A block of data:
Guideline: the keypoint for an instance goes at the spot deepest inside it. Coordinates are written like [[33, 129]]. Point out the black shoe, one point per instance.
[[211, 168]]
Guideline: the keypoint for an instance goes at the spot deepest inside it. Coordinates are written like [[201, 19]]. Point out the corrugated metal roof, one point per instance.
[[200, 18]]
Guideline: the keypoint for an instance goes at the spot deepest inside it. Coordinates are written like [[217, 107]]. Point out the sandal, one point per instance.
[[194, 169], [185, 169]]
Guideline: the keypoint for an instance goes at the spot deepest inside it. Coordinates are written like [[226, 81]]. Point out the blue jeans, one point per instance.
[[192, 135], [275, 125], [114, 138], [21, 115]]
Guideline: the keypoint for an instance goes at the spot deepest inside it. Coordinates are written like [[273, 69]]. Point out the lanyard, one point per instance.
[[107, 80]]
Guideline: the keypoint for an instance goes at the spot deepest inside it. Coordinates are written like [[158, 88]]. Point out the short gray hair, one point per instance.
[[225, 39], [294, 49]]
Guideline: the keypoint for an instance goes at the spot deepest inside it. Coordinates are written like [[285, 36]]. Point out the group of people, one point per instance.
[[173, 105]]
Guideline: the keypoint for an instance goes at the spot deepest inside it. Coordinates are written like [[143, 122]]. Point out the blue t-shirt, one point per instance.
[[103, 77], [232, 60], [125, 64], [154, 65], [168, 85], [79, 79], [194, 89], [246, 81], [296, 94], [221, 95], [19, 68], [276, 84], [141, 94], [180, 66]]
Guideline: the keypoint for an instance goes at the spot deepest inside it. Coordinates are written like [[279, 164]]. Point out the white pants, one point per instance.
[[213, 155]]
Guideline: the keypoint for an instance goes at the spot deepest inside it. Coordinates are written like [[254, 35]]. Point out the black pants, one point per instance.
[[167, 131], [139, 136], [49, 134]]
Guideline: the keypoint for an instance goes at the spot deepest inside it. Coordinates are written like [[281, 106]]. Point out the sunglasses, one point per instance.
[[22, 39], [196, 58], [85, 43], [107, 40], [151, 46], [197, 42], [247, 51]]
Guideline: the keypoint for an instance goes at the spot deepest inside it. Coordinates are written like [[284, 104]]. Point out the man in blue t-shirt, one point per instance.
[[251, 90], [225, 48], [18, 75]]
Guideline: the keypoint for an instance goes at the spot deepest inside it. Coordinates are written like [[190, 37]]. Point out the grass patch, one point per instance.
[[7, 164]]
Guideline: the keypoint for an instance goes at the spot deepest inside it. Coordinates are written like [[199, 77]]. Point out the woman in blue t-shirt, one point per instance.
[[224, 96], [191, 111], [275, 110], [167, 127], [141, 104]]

The exercise: Repeat the material above in full, exactly as it stands.

Answer for this exercise:
Guideline: the keypoint for an instance goes at the spot deepest inside it. Coordinates are written like [[33, 129]]. Point out the black shoe, one point per instance.
[[211, 168]]
Guideline: the keypoint for an instance goes at the spot deepest inside it. Coordinates are written like [[201, 19]]. Point out the corrugated metal roof, one point per instance.
[[200, 18]]
Guideline: the keypoint for an instance goes at the spot deepest inside it. Coordinates are written like [[217, 107]]. Point out the sandal, one point per instance.
[[194, 169], [185, 169]]
Guideline: the keypoint for an instance goes at the spot deepest inside it. Coordinates are written like [[226, 81]]. Point out the blue jeans, one point per instance.
[[192, 135], [275, 125], [114, 138], [21, 115]]
Guideline: the keypoint for an instance goes at the spot deepest inside it. Coordinates are written like [[273, 69]]. Point out the lanyard, one point per instance.
[[107, 80]]
Guideline: the keypoint for an instance goes at the spot deepest inside it. Coordinates are written like [[158, 88]]. Point out the short gray hair, one point per instance.
[[225, 39], [294, 49]]
Guideline: the keypoint for an instance goes at the spot deepest inside it. Coordinates are written like [[285, 36]]. Point out the group of people, one point per instance.
[[173, 105]]
Guideline: the keypoint for an instance goes at the spot deepest inside it. Coordinates are written like [[143, 122]]. Point out the blue t-shirt, one point per instance.
[[103, 77], [232, 60], [125, 64], [154, 65], [168, 85], [79, 79], [194, 89], [246, 81], [296, 94], [221, 95], [19, 68], [276, 84], [141, 94], [180, 66]]
Guideline: the keypoint for an instance goes at the spot deepest inside it. Coordinates are written like [[279, 164]]. Point out the white pants, one point per instance.
[[213, 155]]
Guideline: the keypoint for an instance goes at the spot deepest inside it. Coordinates are written like [[254, 35]]. Point out the black pants, one point per instance.
[[167, 131], [139, 136], [49, 134]]
Guideline: the keypoint for an instance goes at the spot deepest inside it. Coordinates are written like [[281, 106]]. Point out the sunglasses, one point per instance.
[[22, 39], [196, 58], [85, 43], [107, 40], [151, 46], [197, 42], [247, 51]]
Guideline: the keypoint for an instance goes at the spot deepest inside it. Coordinates are written like [[284, 104]]. Point out the man in blue t-shirt, one point per instance.
[[251, 90], [225, 48], [18, 75]]
Guideline: the keypoint for an instance goes at the spot deepest inside it. Coordinates are written like [[190, 37]]. Point out the grass patch, one point per instance.
[[7, 164]]
Guideline: the keypoint for an instance goes at the spot deepest inside it. Coordinates are written like [[199, 77]]. Point out the woman in blue t-shirt, one point per instance.
[[224, 96], [191, 111], [275, 110], [167, 127], [141, 104]]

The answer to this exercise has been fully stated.